[[ EXERCISE INPUT open ]]

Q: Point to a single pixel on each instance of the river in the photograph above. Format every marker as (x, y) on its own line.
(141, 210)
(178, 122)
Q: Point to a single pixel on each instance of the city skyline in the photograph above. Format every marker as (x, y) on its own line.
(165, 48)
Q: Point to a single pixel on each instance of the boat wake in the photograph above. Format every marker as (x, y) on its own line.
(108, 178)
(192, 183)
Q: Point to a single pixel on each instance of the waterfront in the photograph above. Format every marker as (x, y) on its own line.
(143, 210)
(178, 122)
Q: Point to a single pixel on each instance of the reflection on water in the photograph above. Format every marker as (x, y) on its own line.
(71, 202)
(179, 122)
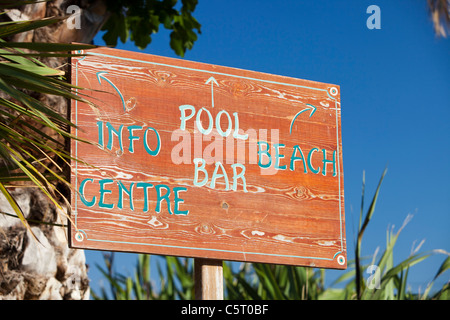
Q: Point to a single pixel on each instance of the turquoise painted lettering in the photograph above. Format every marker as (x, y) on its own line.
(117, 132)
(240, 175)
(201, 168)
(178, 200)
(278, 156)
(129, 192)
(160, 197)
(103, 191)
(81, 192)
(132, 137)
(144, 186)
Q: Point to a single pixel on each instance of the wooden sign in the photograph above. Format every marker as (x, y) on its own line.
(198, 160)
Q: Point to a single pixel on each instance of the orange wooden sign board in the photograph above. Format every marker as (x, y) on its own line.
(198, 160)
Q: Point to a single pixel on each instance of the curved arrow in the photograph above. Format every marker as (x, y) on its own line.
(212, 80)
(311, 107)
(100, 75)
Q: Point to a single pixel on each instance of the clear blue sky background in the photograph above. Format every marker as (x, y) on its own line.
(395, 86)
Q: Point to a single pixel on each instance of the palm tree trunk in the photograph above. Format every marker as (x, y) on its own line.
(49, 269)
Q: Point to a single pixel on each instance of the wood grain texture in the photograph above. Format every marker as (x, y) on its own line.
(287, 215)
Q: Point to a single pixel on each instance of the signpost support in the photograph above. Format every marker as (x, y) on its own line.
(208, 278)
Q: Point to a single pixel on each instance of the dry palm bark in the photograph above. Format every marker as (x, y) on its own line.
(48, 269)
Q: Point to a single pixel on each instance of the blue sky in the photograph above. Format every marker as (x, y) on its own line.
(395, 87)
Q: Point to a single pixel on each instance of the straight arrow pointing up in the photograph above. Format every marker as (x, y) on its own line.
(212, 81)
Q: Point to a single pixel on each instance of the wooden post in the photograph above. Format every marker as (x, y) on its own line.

[[ EXERCISE INPUT closed ]]
[[ EXERCISE INPUT open ]]

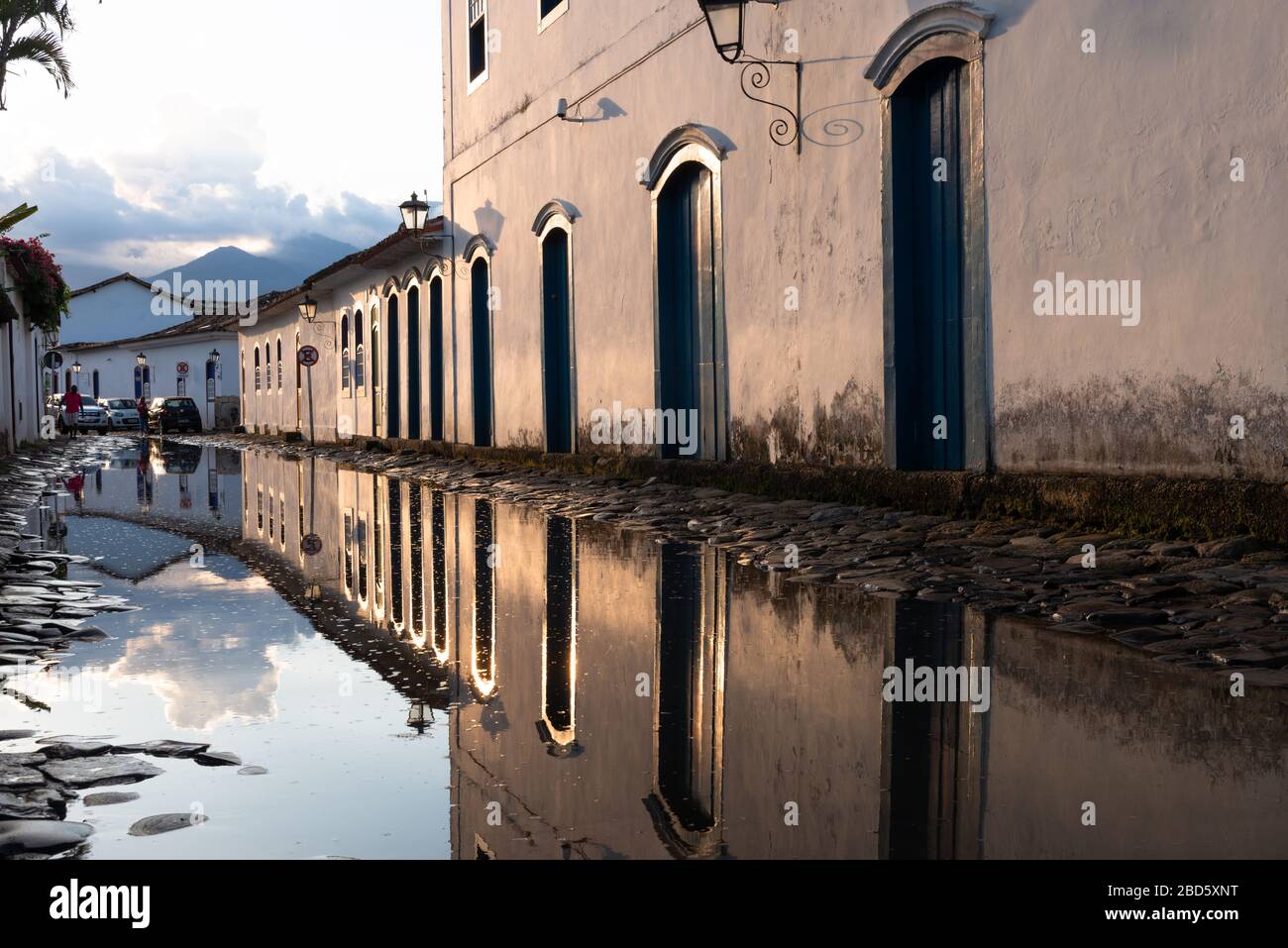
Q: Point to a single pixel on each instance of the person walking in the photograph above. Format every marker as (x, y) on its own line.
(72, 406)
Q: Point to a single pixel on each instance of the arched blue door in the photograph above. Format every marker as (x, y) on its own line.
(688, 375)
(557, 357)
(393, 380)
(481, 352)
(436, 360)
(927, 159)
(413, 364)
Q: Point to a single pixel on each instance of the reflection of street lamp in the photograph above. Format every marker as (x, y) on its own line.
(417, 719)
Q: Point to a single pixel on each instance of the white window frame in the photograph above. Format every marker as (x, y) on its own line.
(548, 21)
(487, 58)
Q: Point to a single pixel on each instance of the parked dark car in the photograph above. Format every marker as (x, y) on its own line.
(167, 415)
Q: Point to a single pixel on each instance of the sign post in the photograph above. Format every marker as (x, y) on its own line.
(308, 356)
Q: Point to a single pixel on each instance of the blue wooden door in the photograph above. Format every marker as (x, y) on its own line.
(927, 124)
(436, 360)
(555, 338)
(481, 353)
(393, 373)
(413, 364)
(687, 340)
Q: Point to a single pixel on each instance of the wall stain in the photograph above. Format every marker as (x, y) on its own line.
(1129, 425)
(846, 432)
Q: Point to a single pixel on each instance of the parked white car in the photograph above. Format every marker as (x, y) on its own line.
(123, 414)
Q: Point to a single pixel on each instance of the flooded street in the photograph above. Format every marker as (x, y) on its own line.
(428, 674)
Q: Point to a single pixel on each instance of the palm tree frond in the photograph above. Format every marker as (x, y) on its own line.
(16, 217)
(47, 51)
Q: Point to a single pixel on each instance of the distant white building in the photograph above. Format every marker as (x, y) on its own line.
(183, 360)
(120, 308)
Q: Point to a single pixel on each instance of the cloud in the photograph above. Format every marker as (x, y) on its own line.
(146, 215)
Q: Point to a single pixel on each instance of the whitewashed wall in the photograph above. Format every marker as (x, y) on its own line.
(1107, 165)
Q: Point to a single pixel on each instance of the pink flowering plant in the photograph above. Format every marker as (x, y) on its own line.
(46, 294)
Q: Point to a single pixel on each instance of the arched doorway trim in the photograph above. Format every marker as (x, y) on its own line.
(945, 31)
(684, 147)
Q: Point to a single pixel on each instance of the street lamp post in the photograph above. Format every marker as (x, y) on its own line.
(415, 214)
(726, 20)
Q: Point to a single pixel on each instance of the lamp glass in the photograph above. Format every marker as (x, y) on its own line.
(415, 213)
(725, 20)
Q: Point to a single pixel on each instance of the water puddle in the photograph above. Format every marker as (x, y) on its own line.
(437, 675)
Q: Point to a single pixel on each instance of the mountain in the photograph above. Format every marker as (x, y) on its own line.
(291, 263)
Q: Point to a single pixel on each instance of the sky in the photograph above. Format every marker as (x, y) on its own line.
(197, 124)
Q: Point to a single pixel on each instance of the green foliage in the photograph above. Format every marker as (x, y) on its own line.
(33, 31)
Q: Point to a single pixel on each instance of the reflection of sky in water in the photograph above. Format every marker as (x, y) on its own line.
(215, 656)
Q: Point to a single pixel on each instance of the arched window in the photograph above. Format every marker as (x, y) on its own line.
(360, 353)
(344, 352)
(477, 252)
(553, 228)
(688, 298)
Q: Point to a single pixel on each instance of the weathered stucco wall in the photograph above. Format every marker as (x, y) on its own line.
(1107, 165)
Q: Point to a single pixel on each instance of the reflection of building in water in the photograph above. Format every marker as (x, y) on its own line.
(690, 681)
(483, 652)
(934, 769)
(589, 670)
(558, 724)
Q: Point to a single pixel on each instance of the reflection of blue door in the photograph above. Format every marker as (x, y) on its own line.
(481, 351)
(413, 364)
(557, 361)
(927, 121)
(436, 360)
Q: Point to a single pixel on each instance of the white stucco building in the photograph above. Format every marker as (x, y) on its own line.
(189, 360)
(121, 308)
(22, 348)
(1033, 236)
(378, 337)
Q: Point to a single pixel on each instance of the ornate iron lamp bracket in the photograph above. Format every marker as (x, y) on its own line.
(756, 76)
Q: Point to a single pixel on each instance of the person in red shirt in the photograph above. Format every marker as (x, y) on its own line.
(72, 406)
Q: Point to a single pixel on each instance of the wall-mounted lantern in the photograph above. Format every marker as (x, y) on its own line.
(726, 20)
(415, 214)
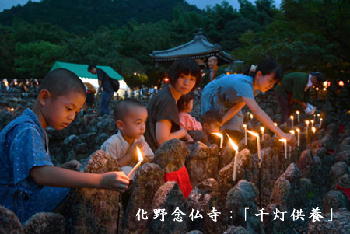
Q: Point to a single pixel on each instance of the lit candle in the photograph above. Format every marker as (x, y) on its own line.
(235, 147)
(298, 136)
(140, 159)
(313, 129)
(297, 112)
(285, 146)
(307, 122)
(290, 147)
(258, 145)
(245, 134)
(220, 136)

[[ EXERCISE INPUT closed ]]
[[ EXERCISE INPUT open ]]

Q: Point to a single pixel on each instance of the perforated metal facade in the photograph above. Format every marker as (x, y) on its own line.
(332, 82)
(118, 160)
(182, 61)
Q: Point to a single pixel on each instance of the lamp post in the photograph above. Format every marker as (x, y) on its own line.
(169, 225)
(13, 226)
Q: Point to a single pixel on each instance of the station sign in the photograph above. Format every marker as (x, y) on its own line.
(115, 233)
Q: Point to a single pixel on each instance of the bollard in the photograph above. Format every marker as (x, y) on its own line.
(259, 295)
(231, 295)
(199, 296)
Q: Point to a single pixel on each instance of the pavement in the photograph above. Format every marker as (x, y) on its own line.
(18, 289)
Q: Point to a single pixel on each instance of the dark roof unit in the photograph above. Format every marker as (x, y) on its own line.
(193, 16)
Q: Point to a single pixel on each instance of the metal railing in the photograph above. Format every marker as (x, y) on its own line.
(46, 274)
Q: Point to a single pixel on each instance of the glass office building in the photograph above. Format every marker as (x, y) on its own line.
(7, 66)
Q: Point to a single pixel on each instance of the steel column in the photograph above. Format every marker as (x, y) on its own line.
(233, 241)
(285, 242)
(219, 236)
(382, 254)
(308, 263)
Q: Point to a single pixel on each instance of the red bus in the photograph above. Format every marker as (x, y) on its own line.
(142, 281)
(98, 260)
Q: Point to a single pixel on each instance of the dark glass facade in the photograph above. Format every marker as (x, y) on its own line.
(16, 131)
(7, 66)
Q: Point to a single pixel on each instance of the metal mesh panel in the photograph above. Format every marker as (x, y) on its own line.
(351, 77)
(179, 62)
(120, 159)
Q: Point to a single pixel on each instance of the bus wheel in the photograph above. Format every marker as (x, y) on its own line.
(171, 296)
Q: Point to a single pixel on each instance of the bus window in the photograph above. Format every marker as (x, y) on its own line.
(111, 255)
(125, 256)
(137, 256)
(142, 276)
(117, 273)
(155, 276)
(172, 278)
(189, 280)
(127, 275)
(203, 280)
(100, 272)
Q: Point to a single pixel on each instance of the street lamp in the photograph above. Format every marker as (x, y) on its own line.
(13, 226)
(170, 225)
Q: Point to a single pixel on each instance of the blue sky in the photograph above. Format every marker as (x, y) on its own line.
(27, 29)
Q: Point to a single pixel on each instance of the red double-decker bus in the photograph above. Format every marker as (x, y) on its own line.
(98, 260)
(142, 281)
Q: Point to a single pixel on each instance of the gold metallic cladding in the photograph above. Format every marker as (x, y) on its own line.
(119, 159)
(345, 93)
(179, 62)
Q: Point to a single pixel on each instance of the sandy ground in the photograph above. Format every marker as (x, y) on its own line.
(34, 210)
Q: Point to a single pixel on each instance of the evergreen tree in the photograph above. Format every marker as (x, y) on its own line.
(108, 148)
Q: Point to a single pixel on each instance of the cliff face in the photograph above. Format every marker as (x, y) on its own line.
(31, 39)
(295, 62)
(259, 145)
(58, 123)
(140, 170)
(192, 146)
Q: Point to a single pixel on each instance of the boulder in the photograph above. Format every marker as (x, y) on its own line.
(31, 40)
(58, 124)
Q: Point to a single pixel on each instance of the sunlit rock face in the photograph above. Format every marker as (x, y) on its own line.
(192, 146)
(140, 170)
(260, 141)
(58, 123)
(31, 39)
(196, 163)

[[ EXERCISE INPUT closed ]]

■ EXERCISE GOAL
Give back exactly the lines of the listing above that run from the line with "of the clear" to the line with "the wooden post", inclusive.

■ REPLY
Q: Point to a single pixel on each instance of the clear blue sky background in the photograph above. Format every marker as (x, y) on its own line.
(395, 86)
Q: Point to a single pixel on each instance of the palm tree trunk in the photograph above. Format every marker as (x, y) on its own line.
(49, 269)
Q: Point to a single pixel on each instance of the wood grain texture in the photograph above. Format every marker as (x, y) on its own line.
(287, 215)
Q: Point to a single pixel on each instance of the signpost support in the photograph above. Format every marker as (x, y) on its own line.
(208, 278)
Q: Point to a single pixel on each instance of the dry palm bark in the photograph above. Format every marker as (x, y) on its own line.
(48, 269)
Q: Point to a single pixel on each instance of the blue sky in the photograph above. Format every marker as (x, y) on its own line.
(395, 87)
Q: Point to a single pixel on each instance of the straight arrow pointing up in the photograph above. Format every marker as (x, y) on its own line.
(212, 81)
Q: Point to a single pixel on each instance of the wooden post in the photograph above. Format every marker as (x, y) on its own line.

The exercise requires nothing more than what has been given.